▶ **Material provided**
════════════════════

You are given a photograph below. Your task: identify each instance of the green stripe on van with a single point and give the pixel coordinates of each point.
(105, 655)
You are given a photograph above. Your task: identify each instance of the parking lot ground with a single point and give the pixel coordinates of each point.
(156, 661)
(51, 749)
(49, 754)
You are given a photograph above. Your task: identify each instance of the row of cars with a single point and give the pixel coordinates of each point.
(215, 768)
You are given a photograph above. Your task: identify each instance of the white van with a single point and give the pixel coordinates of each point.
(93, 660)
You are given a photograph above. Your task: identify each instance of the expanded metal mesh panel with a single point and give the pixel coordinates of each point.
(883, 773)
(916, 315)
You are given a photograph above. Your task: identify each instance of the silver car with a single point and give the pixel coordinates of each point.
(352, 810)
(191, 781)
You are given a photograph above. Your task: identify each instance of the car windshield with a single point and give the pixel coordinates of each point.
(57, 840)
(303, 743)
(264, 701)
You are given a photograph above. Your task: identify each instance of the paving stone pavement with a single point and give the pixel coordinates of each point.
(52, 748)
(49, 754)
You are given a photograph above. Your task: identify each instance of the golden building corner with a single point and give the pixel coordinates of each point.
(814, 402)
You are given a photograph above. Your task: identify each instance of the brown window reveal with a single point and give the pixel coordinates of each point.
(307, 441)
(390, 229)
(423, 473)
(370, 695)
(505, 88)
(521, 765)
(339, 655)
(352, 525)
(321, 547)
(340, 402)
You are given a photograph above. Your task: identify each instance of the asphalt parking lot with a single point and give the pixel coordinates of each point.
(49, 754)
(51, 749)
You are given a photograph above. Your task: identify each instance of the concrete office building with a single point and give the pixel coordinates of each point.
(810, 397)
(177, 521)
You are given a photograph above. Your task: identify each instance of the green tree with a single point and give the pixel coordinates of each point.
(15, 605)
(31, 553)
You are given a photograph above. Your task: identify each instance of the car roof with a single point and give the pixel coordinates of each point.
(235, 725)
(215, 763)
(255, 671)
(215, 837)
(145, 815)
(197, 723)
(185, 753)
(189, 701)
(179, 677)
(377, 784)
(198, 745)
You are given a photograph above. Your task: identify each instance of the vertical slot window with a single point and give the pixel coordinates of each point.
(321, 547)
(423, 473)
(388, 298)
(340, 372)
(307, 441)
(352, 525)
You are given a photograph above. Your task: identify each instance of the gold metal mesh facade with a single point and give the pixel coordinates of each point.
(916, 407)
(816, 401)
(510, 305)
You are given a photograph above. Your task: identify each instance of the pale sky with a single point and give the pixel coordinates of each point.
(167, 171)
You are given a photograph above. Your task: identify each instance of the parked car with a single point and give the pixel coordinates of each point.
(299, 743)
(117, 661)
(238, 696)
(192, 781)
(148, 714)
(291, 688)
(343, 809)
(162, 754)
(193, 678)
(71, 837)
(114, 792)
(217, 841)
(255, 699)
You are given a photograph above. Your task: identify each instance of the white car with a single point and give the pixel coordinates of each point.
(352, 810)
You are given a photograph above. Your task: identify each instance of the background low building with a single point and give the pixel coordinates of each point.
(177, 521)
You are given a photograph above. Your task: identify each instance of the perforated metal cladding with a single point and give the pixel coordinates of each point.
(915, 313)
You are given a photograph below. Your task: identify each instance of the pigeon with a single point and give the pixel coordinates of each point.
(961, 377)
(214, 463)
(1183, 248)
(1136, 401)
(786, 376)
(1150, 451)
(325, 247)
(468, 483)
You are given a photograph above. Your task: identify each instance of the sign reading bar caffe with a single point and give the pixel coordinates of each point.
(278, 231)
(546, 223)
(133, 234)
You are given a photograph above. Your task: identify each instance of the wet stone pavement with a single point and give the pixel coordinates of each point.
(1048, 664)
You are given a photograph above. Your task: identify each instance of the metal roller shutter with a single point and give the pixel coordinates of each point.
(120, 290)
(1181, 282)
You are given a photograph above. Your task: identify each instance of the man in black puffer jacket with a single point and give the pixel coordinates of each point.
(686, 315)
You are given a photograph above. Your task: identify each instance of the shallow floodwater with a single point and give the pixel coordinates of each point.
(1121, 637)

════════════════════

Every entry needs to be copied again exactly.

You are given a photograph below. Your task: identify each instance of the green stripe on van with a single point and give the pixel coordinates of each point.
(105, 655)
You are given a photograph above. Your task: identify each instance of the parking lot ground with a single point and give the pixel coordinates of each point.
(156, 661)
(51, 749)
(49, 754)
You are given a photograph above. Your task: identify each instance of the row of cars with a single point and give the pixel coordinates of each point.
(215, 768)
You are given a photograph above. Your task: identify each instance of the white van with a single point and give the pixel coordinates of each point.
(93, 660)
You are given a photograph above. Your task: identify each instance of the expanded metal mesh panel with a single point and give the pixel coordinates of each point.
(883, 773)
(916, 315)
You are given a photograph above. Your task: identify each instance of the silver car with a single point and give the pixel coordinates of each point.
(352, 810)
(191, 781)
You are given a photograph above. Your task: identify each instance of the car windshield with a single point and give the pixel coordinates of each point.
(57, 840)
(303, 743)
(264, 701)
You are given a photograph above. Your task: identify each instance of the paving stone pavement with a single point and give the pixel coordinates of each point.
(52, 748)
(49, 754)
You are given a photograph above. Your task: identify each instance of the golden building corner with a single point and give the pixel coordinates of each point.
(814, 402)
You are given a photograph above. Your task: identify each instance of the brown window reveal with a single point and give the pixel coordinates of each point.
(307, 441)
(390, 229)
(423, 473)
(370, 695)
(505, 88)
(521, 765)
(339, 655)
(352, 525)
(321, 547)
(340, 402)
You are given a photograph above. Your task: identify each instance of the asphalt parking lot with a single point and give the pixel coordinates of each point.
(49, 754)
(51, 749)
You are given a photograph above. Your task: identify each instance of the concrete office building with a single point and give the pixel coordinates of each point.
(810, 397)
(177, 521)
You are given a photograph above. Your task: identify each instance of the green tree with a single point and give the pixel coordinates of each point.
(15, 605)
(31, 553)
You are given a photograph above. Your task: identify each instance of the car roof with a single point and give the pixel coordinates of each point.
(235, 725)
(215, 763)
(255, 671)
(215, 837)
(145, 815)
(197, 723)
(185, 753)
(189, 701)
(179, 677)
(377, 784)
(198, 745)
You are given a photograph above. Your task: identify each instance of the vertical slot window with a single point and give the pixel coordinates of each point.
(321, 547)
(423, 473)
(388, 298)
(340, 372)
(307, 441)
(352, 525)
You are given a photograph above. Your task: identify each instance of the gold metal mesh facade with a single point and give the pixel coordinates of each point.
(916, 407)
(816, 401)
(510, 305)
You are given a photograph above. Your task: identify each instance of the pale sky with a single point and give the pixel coordinates of each point.
(167, 171)
You are given a photograph above. Your task: identify each instance of the parked car with a single point and give the pixel coordinates of each point.
(299, 743)
(117, 661)
(238, 696)
(192, 781)
(148, 714)
(291, 688)
(343, 809)
(162, 754)
(193, 678)
(71, 837)
(114, 792)
(217, 841)
(255, 699)
You are given a photograph above. Your task: identify each instance of the white car with a single point and give the pixel coordinates of each point.
(352, 810)
You are given a photograph above. Your task: identify each instance of the background low building with a single point and give the pixel coordinates of each point.
(177, 521)
You are given a photograph above. Your task: identify each instance of the perforated metal cladding with a single point and give the pixel coordinates of each point.
(915, 313)
You are given a photograph below. Your task: identify each instance of the pigeon with a single point and give the pixel coordinates of each point.
(961, 377)
(214, 463)
(1183, 248)
(1136, 401)
(786, 376)
(1150, 451)
(325, 247)
(468, 483)
You are given a photograph above. Your task: identify each instance of the sign reading bar caffe with a single point and give the pixel coordinates of each point.
(278, 231)
(546, 223)
(133, 234)
You are given a photograph above. Your task: identify each instance of the wet stone pavement with a single point and give the pixel coordinates of each point.
(1048, 664)
You are given a photograph above. Your task: identify each instance of the metal roller shutter with a single point and give the pixel coordinates of each point.
(120, 290)
(1181, 282)
You are given a photograph above. Your task: identify each instance of the man in black puffer jacket with a single point and give the pixel coordinates of each point.
(686, 315)
You are given a photograph above. Your task: identify each instance of the shallow floodwater with a single point and give the pixel coordinates of each point.
(1121, 637)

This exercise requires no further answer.